═════ Exercise input ═════

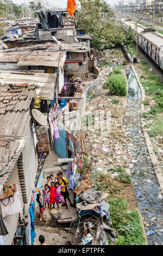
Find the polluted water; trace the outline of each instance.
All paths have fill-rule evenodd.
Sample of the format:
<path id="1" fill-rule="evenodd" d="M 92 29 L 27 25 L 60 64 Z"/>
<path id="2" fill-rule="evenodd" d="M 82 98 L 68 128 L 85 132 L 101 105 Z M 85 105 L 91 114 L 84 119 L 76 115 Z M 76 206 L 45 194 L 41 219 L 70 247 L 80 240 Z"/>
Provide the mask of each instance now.
<path id="1" fill-rule="evenodd" d="M 125 69 L 129 85 L 123 131 L 129 167 L 148 245 L 163 244 L 162 197 L 141 129 L 141 93 L 131 68 Z"/>

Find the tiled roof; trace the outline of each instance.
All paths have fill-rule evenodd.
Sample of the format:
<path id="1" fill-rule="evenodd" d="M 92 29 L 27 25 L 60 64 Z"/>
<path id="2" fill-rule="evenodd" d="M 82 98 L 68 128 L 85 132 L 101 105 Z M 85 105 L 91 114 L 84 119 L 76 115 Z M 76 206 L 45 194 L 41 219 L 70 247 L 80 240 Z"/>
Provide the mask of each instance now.
<path id="1" fill-rule="evenodd" d="M 28 109 L 36 84 L 0 83 L 0 114 Z"/>

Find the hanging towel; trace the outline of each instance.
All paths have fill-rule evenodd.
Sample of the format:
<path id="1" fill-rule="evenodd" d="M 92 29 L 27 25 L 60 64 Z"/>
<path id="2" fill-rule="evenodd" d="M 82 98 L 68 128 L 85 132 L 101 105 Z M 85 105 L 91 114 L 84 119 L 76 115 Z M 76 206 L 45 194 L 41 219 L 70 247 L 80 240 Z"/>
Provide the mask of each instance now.
<path id="1" fill-rule="evenodd" d="M 17 190 L 17 187 L 16 189 Z M 18 191 L 17 190 L 17 192 L 13 196 L 1 200 L 0 206 L 3 218 L 18 212 L 21 212 L 22 209 Z"/>
<path id="2" fill-rule="evenodd" d="M 6 235 L 8 234 L 9 234 L 8 231 L 7 230 L 5 225 L 3 222 L 3 218 L 2 218 L 2 216 L 0 215 L 0 236 Z"/>

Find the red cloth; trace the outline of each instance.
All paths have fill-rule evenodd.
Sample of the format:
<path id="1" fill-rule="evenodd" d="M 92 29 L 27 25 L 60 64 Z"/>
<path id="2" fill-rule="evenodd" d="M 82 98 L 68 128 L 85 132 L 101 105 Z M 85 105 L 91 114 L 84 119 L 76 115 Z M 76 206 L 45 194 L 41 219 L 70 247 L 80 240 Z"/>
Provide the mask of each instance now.
<path id="1" fill-rule="evenodd" d="M 52 204 L 53 203 L 55 203 L 55 197 L 50 197 L 50 204 Z"/>
<path id="2" fill-rule="evenodd" d="M 77 8 L 76 2 L 74 0 L 67 0 L 67 10 L 70 15 L 74 17 L 75 17 L 73 15 L 76 11 L 75 7 L 76 8 Z"/>
<path id="3" fill-rule="evenodd" d="M 55 187 L 51 187 L 50 198 L 55 197 Z"/>

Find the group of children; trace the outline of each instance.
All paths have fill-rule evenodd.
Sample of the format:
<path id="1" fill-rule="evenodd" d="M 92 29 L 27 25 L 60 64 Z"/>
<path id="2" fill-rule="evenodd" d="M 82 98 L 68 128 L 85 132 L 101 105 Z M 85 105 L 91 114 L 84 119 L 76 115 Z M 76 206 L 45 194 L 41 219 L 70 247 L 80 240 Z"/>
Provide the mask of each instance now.
<path id="1" fill-rule="evenodd" d="M 48 209 L 51 214 L 52 214 L 52 206 L 53 204 L 53 209 L 58 211 L 59 210 L 59 201 L 62 203 L 62 206 L 66 206 L 66 209 L 67 209 L 66 199 L 69 201 L 71 206 L 73 207 L 73 204 L 71 203 L 69 198 L 69 193 L 67 187 L 68 186 L 67 179 L 63 176 L 62 172 L 57 174 L 55 178 L 54 178 L 53 174 L 47 177 L 46 184 L 41 186 L 41 188 L 44 186 L 44 189 L 42 190 L 43 201 L 40 192 L 37 194 L 36 201 L 40 207 L 40 221 L 42 221 L 42 217 L 45 218 L 43 212 L 44 210 L 46 209 L 46 204 L 48 205 Z M 64 197 L 64 199 L 61 196 Z M 55 207 L 55 202 L 57 208 Z"/>

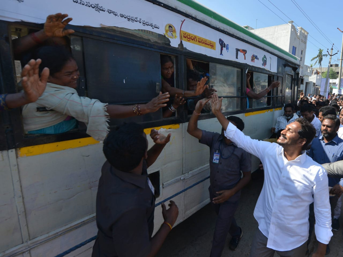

═════

## Job
Write out all the items above word for word, but leave the pictures out.

## Worked answer
Find the polluted water; trace the outline of each instance.
All paths have fill-rule evenodd.
Sample of the format:
<path id="1" fill-rule="evenodd" d="M 92 29 L 27 25 L 60 64 Z"/>
<path id="2" fill-rule="evenodd" d="M 82 98 L 68 128 L 85 132 L 101 105 Z M 85 105 L 91 114 L 84 119 L 76 115 Z M 76 206 L 45 194 L 41 219 L 70 247 L 80 240 Z"/>
Provide the mask of each instance now.
<path id="1" fill-rule="evenodd" d="M 125 69 L 129 85 L 123 131 L 129 167 L 148 245 L 163 244 L 162 197 L 141 129 L 141 93 L 131 68 Z"/>

Find the tiled roof; trace the outline of each instance.
All paths have fill-rule evenodd.
Sample of the format:
<path id="1" fill-rule="evenodd" d="M 92 29 L 27 25 L 60 64 Z"/>
<path id="2" fill-rule="evenodd" d="M 82 98 L 68 128 L 85 132 L 101 105 Z M 85 105 L 91 114 L 84 119 L 76 115 Z M 76 206 L 45 194 L 41 219 L 70 247 L 80 240 Z"/>
Provide the mask of each instance now.
<path id="1" fill-rule="evenodd" d="M 28 109 L 36 84 L 0 83 L 0 114 Z"/>

Find the hanging towel; trace the outline of each instance.
All paths have fill-rule evenodd.
Sample of the format:
<path id="1" fill-rule="evenodd" d="M 92 29 L 27 25 L 60 64 Z"/>
<path id="2" fill-rule="evenodd" d="M 82 98 L 68 128 L 85 132 L 101 105 Z M 85 105 L 91 114 L 84 119 L 76 115 Z M 76 206 L 45 194 L 41 219 L 70 247 L 80 240 Z"/>
Provide the mask of each instance now.
<path id="1" fill-rule="evenodd" d="M 17 190 L 17 187 L 16 189 Z M 18 191 L 17 190 L 17 192 L 13 196 L 1 200 L 0 206 L 3 218 L 18 212 L 21 212 L 22 209 Z"/>
<path id="2" fill-rule="evenodd" d="M 6 235 L 8 234 L 9 234 L 8 231 L 7 230 L 5 225 L 3 222 L 3 218 L 2 218 L 2 216 L 0 215 L 0 236 Z"/>

Find the red cloth; trace the outline of each instance.
All paths have fill-rule evenodd.
Sample of the format:
<path id="1" fill-rule="evenodd" d="M 92 29 L 27 25 L 60 64 Z"/>
<path id="2" fill-rule="evenodd" d="M 82 98 L 68 128 L 85 132 L 101 105 Z M 85 105 L 91 114 L 84 119 L 76 115 Z M 76 206 L 45 194 L 41 219 L 70 247 L 80 240 Z"/>
Provide the mask of each instance now.
<path id="1" fill-rule="evenodd" d="M 52 204 L 53 203 L 55 203 L 55 197 L 50 197 L 50 204 Z"/>
<path id="2" fill-rule="evenodd" d="M 77 8 L 76 2 L 74 0 L 67 0 L 67 10 L 70 15 L 74 17 L 75 17 L 73 15 L 76 11 L 75 7 L 76 8 Z"/>
<path id="3" fill-rule="evenodd" d="M 55 187 L 51 187 L 50 198 L 55 197 Z"/>

Find the group of children; trace the outline of each instance.
All paths have fill-rule evenodd.
Sample of the format:
<path id="1" fill-rule="evenodd" d="M 92 29 L 27 25 L 60 64 Z"/>
<path id="2" fill-rule="evenodd" d="M 82 98 L 68 128 L 85 132 L 101 105 Z M 85 105 L 91 114 L 84 119 L 76 115 Z M 76 206 L 45 194 L 41 219 L 70 247 L 80 240 Z"/>
Provide the mask of each instance now.
<path id="1" fill-rule="evenodd" d="M 48 209 L 51 214 L 52 214 L 52 206 L 53 204 L 53 209 L 58 211 L 59 210 L 59 201 L 62 203 L 62 206 L 66 206 L 66 209 L 67 209 L 66 199 L 69 201 L 71 206 L 73 207 L 73 204 L 71 203 L 69 198 L 69 193 L 67 187 L 68 186 L 67 179 L 63 176 L 62 172 L 57 174 L 55 178 L 54 178 L 53 174 L 47 177 L 46 184 L 41 186 L 41 188 L 44 186 L 44 189 L 42 190 L 43 201 L 40 192 L 37 194 L 36 201 L 40 207 L 40 221 L 42 221 L 42 217 L 45 218 L 43 212 L 44 210 L 46 209 L 46 204 L 48 205 Z M 64 197 L 64 199 L 61 196 Z M 55 207 L 55 202 L 57 208 Z"/>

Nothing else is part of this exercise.